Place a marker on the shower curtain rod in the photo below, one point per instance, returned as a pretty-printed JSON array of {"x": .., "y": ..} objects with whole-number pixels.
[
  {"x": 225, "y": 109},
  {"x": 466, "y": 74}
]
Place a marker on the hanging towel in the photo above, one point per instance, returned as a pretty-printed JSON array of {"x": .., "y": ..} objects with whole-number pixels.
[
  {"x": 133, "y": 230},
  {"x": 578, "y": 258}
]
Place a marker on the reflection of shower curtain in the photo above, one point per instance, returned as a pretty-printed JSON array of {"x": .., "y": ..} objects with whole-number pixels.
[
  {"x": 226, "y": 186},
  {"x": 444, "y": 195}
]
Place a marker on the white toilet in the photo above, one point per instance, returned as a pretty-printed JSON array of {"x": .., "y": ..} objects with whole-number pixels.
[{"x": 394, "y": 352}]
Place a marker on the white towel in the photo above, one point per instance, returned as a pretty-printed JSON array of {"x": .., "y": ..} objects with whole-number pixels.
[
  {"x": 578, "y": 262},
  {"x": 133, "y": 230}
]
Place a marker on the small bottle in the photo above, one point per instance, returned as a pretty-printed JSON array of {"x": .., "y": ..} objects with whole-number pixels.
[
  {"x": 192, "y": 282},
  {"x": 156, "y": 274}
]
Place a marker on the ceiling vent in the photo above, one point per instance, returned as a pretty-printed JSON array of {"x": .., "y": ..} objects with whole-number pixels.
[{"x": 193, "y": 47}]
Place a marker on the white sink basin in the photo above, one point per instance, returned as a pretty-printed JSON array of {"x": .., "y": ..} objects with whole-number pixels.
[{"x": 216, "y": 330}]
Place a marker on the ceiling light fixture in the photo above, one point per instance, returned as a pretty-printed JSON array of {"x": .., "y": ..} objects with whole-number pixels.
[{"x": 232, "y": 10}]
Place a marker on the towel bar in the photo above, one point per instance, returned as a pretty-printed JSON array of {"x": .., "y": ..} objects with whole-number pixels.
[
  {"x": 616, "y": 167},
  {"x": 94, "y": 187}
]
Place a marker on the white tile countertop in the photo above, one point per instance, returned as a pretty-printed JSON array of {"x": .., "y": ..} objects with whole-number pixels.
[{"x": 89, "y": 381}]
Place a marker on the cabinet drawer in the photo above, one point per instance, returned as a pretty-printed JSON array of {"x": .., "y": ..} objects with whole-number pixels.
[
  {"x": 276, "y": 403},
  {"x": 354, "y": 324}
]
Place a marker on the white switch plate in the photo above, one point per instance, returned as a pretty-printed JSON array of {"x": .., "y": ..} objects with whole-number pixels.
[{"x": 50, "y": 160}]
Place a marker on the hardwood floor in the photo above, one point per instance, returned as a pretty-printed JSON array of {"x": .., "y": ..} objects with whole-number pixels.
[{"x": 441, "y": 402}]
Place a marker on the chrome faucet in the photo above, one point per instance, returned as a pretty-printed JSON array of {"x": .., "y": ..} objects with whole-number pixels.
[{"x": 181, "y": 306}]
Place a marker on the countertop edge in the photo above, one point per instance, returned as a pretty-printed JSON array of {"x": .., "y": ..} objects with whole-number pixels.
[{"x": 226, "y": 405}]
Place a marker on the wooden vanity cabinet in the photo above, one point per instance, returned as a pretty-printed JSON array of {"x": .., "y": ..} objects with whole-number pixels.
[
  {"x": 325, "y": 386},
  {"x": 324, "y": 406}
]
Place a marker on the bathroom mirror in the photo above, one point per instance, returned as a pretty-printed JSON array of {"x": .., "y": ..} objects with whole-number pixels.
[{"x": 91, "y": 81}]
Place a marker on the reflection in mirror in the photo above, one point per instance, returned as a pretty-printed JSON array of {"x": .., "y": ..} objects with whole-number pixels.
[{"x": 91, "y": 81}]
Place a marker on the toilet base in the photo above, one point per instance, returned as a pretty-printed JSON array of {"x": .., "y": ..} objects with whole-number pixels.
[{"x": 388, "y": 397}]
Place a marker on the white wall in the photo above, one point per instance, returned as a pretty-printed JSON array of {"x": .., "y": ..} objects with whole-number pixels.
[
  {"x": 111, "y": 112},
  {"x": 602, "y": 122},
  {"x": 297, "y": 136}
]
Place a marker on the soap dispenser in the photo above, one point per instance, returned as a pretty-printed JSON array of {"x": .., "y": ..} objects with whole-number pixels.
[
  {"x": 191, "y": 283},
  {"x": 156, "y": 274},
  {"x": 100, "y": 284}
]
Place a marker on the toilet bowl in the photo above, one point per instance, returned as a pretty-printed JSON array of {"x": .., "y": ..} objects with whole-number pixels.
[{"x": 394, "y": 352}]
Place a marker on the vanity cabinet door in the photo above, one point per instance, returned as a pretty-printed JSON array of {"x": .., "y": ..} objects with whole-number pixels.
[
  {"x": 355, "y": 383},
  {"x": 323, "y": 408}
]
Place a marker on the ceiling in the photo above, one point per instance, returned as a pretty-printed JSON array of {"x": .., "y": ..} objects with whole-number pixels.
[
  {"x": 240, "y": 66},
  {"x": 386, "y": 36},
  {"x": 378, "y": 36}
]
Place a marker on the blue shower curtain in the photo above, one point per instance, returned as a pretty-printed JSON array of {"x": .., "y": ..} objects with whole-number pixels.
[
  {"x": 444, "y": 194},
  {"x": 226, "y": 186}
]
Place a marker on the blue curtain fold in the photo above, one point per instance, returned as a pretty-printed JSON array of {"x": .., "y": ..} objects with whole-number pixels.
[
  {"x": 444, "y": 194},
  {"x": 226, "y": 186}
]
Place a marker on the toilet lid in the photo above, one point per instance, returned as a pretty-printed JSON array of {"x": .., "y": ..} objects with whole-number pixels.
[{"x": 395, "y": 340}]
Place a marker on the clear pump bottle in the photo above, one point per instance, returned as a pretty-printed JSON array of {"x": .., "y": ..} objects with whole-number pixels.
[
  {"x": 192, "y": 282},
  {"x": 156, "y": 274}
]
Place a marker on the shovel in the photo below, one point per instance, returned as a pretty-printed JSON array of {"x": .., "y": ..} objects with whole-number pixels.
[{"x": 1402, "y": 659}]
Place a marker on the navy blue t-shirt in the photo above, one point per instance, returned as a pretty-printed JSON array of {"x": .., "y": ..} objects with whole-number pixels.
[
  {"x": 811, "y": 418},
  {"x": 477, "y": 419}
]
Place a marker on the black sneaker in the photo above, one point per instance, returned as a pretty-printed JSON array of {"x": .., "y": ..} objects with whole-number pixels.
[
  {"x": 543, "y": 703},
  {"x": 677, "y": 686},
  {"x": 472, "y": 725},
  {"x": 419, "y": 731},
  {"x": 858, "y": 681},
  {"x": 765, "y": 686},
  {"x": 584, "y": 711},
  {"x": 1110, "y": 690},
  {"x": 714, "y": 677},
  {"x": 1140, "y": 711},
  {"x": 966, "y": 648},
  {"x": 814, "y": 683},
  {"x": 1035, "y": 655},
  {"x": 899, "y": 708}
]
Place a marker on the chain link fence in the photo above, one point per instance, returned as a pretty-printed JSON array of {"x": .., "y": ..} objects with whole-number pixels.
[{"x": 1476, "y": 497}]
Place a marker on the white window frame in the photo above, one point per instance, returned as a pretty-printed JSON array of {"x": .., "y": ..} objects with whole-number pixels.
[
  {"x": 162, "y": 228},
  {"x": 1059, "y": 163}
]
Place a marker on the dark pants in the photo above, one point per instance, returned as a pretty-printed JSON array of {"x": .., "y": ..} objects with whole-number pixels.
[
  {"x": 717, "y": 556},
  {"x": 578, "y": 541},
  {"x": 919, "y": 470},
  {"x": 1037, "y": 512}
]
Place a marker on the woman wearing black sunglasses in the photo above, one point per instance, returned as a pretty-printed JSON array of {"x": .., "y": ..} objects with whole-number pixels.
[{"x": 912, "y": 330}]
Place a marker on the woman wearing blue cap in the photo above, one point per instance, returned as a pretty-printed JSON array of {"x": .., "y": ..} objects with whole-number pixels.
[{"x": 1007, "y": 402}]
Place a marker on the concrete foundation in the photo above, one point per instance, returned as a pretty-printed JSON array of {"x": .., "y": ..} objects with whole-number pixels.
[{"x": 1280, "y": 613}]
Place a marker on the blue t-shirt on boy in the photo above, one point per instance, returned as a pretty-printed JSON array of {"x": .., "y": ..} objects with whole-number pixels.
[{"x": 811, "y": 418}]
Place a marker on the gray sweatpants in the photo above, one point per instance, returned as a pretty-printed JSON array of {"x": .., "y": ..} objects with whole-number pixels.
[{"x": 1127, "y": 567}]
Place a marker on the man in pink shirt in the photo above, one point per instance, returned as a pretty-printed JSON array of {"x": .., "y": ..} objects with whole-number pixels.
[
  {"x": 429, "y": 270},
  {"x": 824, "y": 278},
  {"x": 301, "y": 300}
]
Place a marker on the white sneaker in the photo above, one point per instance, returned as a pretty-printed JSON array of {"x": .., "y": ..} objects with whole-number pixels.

####

Print exactly the lines from the one with "Place a marker on the man" through the last line of the material, including both, and no others.

Place a marker on the man in pink shirt in the photo above, one point per instance, returned as a pretty-printed JSON array of {"x": .., "y": ..} objects with whole-number pixels.
[
  {"x": 429, "y": 270},
  {"x": 824, "y": 278},
  {"x": 301, "y": 300}
]
Place a marker on the white sneaker in the photo above, one point per instance, returned as a pretty-printed JSON array of {"x": .., "y": ..} objects with whole-number pixels.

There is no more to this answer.